* _Qué hacer_
(1) Responde según el fragmento sobre la visita a Nájera:
(a) ¿Quién esperaba a los visitantes junto a la caseta de seguridad?
(b) ¿Qué tenía Nájera en la mano cuando lo vieron en su piscina?
(c) ¿De qué material eran los muebles de la sala?
(2) ¿Cómo se traduce al inglés esta oración del fragmento sobre la visita a Nájera: "Nos desviamos de la calle principal para llegar a la entrada de la casa."?
(3) ¿Podrías retomar el fragmento sobre la visita a Nájera a partir de su última oración y continuarlo?

Esperábamos una casa de mar, pero lo que encontramos, al cabo de varios kilómetros por la calle de tierra, fue la entrada a un complejo que pertenecía a otro lugar: una rotonda y arcos de concreto de varios metros de altura, impecablemente blancos, enmarcaban la caseta de seguridad. Varela nos esperaba justo allí. Esperamos varios minutos hasta que el personal de seguridad de la caseta recibió autorización para nuestro ingreso, y seguimos a Varela por una calle de cemento con un cuidado camellón en medio. Desde abajo, al pasar junto a la primera loma, vimos a un hombre mayor en su piscina, calvo, bien alimentado, con un vaso en la mano, viendo hacia el horizonte. Era Nájera. Nos desviamos de la calle principal para llegar a la entrada de la casa. Abrió la puerta un mayordomo garífuna, uniformado con pantalón y chaleco negro con rayas doradas y un corbatín de palomita coronando su impecable camisa blanca. Se presentó con una sonrisa muy formal y nos dio la bienvenida. Nos sentamos en la sala, con muebles de cuero, adornada por un barco de madera y una enorme televisión. Frente a nosotros, a través de los ventanales, vimos a aquel septuagenario presumiéndonos todo su poder, de pie, en su piscina infinita, que se fundía en el horizonte con el mar Caribe. “El señor los está esperando”, nos dijo el mayordomo. En la piscina.

* _Material extraído_
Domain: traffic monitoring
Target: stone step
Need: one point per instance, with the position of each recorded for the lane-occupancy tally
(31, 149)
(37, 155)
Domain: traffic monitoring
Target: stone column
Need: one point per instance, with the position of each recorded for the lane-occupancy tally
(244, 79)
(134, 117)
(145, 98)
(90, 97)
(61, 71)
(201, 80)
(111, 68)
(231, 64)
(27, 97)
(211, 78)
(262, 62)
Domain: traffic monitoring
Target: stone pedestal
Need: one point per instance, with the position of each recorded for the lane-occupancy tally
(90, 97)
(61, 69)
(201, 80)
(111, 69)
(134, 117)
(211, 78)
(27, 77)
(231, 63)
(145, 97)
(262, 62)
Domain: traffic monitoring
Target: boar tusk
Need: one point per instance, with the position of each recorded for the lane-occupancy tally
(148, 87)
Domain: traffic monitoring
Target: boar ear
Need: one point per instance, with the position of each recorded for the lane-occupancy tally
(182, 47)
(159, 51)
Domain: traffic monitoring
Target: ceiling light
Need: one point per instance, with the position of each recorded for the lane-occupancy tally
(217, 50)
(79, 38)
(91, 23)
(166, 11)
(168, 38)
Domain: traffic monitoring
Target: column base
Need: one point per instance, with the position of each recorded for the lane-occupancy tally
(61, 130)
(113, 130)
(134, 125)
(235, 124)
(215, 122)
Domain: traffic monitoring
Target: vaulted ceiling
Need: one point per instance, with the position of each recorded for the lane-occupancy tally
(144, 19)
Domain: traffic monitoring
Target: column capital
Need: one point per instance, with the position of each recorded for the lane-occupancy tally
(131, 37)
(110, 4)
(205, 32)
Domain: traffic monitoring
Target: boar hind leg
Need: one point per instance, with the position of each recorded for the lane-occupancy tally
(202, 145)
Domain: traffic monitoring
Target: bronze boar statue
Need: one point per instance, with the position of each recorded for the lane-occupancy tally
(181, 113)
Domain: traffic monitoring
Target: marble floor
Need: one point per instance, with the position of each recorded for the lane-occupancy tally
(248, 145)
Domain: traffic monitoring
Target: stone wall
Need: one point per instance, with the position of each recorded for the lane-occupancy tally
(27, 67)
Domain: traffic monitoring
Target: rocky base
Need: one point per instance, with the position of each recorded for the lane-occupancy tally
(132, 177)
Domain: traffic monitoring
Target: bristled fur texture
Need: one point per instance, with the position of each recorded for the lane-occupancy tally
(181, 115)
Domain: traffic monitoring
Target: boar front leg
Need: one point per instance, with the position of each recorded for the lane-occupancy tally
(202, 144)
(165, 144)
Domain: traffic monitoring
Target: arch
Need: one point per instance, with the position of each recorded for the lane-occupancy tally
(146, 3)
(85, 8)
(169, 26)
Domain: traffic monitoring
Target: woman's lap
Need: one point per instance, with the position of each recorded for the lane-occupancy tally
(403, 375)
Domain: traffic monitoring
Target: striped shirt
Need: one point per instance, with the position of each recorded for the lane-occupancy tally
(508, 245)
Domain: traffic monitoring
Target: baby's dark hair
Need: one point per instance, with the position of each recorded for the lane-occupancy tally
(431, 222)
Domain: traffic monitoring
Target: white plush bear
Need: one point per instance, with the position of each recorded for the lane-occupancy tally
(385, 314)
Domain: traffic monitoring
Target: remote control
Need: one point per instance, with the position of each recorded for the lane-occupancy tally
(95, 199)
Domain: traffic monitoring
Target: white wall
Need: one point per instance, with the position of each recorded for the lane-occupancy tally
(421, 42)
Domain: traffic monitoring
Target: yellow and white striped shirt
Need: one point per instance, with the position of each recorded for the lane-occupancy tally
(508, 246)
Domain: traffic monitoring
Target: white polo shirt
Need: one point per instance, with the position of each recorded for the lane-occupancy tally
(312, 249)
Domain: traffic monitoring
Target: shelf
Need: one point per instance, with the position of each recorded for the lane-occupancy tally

* _Respuestas esperadas_
(1)
(a) Varela.
(b) Un vaso.
(c) De cuero.

(2) We turned off the main street to reach the entrance of the house.

(3)
Lo saludamos desde la orilla y nos invitó a meternos. Rechazamos su oferta, aclarándole que no traíamos bañadores. Eso no era un buen argumento para el diputado. Él nadaba en ropa interior. De todos modos, nos quedamos afuera. Le pedimos permiso para tomar fotos y aceptó, “pero no me vayas a sacar en calzoncillos”.
De no haber sido por el broche prendado a su chaleco nunca habríamos sabido el nombre del mayordomo, porque Nájera le llamaba simplemente “mi negro” y le estiraba la mano cuando su vaso, de vino y hielo, se iba vaciando, lo cual sucedía cada pocos minutos. Eran las diez de la mañana.
-Pregunte lo que quiera, por donde quiera, no me va a agarrar.
-¿Agarrar? ¿Usted cree que yo he venido aquí a preguntarle si usted es narcotraficante?
-Es lo que preguntan todos.
-Yo ya sé qué me responderá si le hago esa pregunta. ¿Para qué se la hago?
-¿Y entonces qué me quiere preguntar?
-¿Cómo se hace política en una región controlada por el narco?
-Mire, lleguemos de una vez. Los Cachiros son mis amigos. Hoy todo mundo los niega, pero todos hacían negocios con ellos. Yo no los niego. Somos amigos.
-¿Cómo se hicieron amigos?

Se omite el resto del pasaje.